Exercise ▸ Rename "TCL_DONT_QUOTE_HASH" to "TCL_QUOTE_HASH_OFF" in the Tcl list-quoting thread, and write out the passage from "The Changelog has" up to and including "is passed in.".

Document segment ▸
===============

The Changelog has the entry
2003-09-04 Don Porter <d...@users.sourceforge.net>
* doc/SplitList.3: Implementation of TIP 148. Fixes [Bug 489537].
* generic/tcl.h: Updated Tcl_ConvertCountedElement() to quote
* generic/tclUtil.c: the leading "#" character of all list elements
unless the TCL_DONT_QUOTE_HASH flag is passed in.
* generic/tclDictObj.c: Updated Tcl_ConvertCountedElement() callers
* generic/tclListObj.c: to pass in the TCL_DONT_QUOTE_HASH flags
* generic/tclResult.c: when appropriate.
Where else should these things be documented?
Maybe we need to document the fact that Larry needs a telegram about
each added feature when it is added? ;-)
Donal.
Or in this case bug fix.
--
+--------------------------------+---------------------------------------+
| Gerald W. Lester |
|"The man who fights for his ideals is the man who is alive." - Cervantes|
+------------------------------------------------------------------------+
No, it is an internal detail that should not be relied on in any way by
end users, use list commands to build and access list and the exact form
of quoting is irrelevant. Same reason that individual man pages for tcl
script level commands have no details about byte codes used, or internal
object reps - these are implementation details that can change and are
(and should be) opaque to the end users (script writers). The only place
it needs to be worried about is at the maintiner of the commands that
handle it, so the documentation should be good comments and or change
logs if it is modified. (Or other maintainer used documentation).
Bruce
PS - this is just *my* opinion, I am not a member of the TCT or a
maintainer of any part of tcl - just a long time user of the language.
I'd agree if that were the case. But the details on how the [list]
command works is accurately documented. The details of how it is
*implemented* is not however. That's why it shouldn't be in the
official manuals. Implementation details should not be relied on.
[list] works by converting a "list" of words (in the parser sense)
into a valid tcl "list" (in lindex sense). That's all you need to
know. Relying on the string representation of the generated list is a
bug since there are many possible strings that may represent the same
list and the Tcl interpreter is free to choose any which may or may
not be the same representation next year.
set a "hello"
set b ";"
set c "there"
puts [lindex "hello ; there" 1]
puts [list $a $b $c]
[list] winds up quoting the ; even though the unquoted semicolon is a
valid list representation.
Well, yes, this is what I'm talking about. Saying "[list] is for making
lists and thus you don't need to know about the internals" is a bit
disingenuous when you discover that [list] is really not just quoting
list processing but 11-rules processing as well.
> Where else should these things be documented?

===============

Data shown ▸

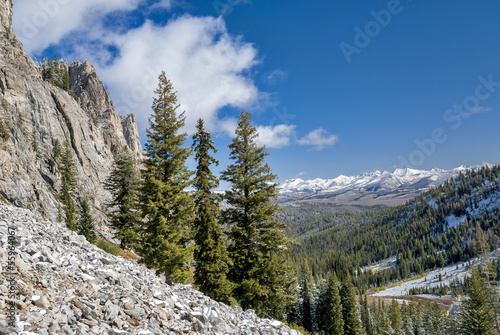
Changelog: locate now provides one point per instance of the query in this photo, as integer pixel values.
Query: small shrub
(73, 94)
(108, 246)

===============

Response below ▸
The Changelog has the entry
2003-09-04 Don Porter <d...@users.sourceforge.net>
* doc/SplitList.3: Implementation of TIP 148. Fixes [Bug 489537].
* generic/tcl.h: Updated Tcl_ConvertCountedElement() to quote
* generic/tclUtil.c: the leading "#" character of all list elements
unless the TCL_QUOTE_HASH_OFF flag is passed in.